Source document:
===============
# Ohio Buckeye Strikes



## Wildone (Dec 19, 2009)

I am humbled by Jeff ( Harleys ) generosity. His *Buckeyes* are *7-0 this Season*
and looking unstoppable so far. I am wondering if Jeff sent 7 items to represent their
Record so far, I am very grateful of his gesture.
I look forward to these and all will be enjoyed to the Fullest. 
*Many Many Thanks Jeff !







*


----------



## Phil from Chicago (May 6, 2012)

Nice freaking gesture... Shame it means nothing for the team though for two years due to sanctions!!


----------



## android (Feb 27, 2012)

holy habana!


----------



## Draepheus (Jun 22, 2012)

GO BLUE!


----------



## naajsmith (Jul 1, 2012)

Phil from Chicago said:


> Nice freaking gesture... Shame it means nothing for the team though for two years due to sanctions!!


The bowl ban is only this year.

GO BUCKS!!!


----------



## harley33 (Mar 27, 2009)

Nathan is correct, only 1 year of "time out"... doesn't matter, once again the SEC is the class of the NCAA.... 'Bama appears that they would beat some NFL teams...

As far as the bomb goes, David hit me hard earlier in the summer with the best bottle of rum I have ever had and some stellar sticks. Just been watching what he is drinking and smoking and decided now was the time. The pleasure was mine.


----------



## Cypress (Jun 27, 2007)

A nice cuban selection. That is my favorite rum. Enjoy.


----------



## loulax07 (Dec 17, 2011)

Go Blue! Buck the ****eyes!


----------



## Michigan_Moose (Oct 11, 2011)

loulax07 said:


> Go Blue! Buck the ****eyes!


RG for you sir!


----------



## ATCarp (Sep 24, 2012)

Good to see another Columbus area Puffer!! I'm from Lewis Center!


----------



## RoRo (Jul 8, 2013)

Awesome!! A fellow cbus brother of the leaf


----------



## RoRo (Jul 8, 2013)

O-H...!!


----------



## loulax07 (Dec 17, 2011)

RoRo said:


> O-H...!!


I think that's the extent of which you can spell. It's ok, we're used to it.


----------



## GrouchyDog (Mar 12, 2013)

Another Buckeye here! :clap2:

I've heard that in Michigan, dictionaries are what holds up the broken end of the coffee table...


----------



## loulax07 (Dec 17, 2011)

What did the OSU grad say to the Michigan grad? “Welcome to McDonald’s. May I take your order please?”


----------



## GrouchyDog (Mar 12, 2013)

Q: How do you get a Michigan grad off of your front porch?

A: Pay him for the pizza.


----------



## loulax07 (Dec 17, 2011)

GrouchyDog said:


> Q: How do you get a Michigan grad off of your front porch?
> 
> A: Pay him for the pizza.


Sorry that's an anti-OSU joke from back in the day, but way to twist it around


----------



## bretted432 (Jul 4, 2013)
===============
Data block:
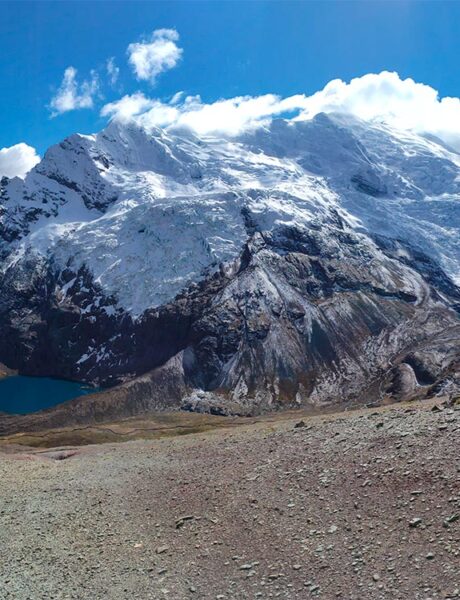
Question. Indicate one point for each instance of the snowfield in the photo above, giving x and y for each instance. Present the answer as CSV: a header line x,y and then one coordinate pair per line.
x,y
149,212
===============
What the exercise asks: List each member of the Ohio Buckeye Strikes thread whose post is quoted in someone else's reply.

Result below:
Phil from Chicago
loulax07
RoRo
GrouchyDog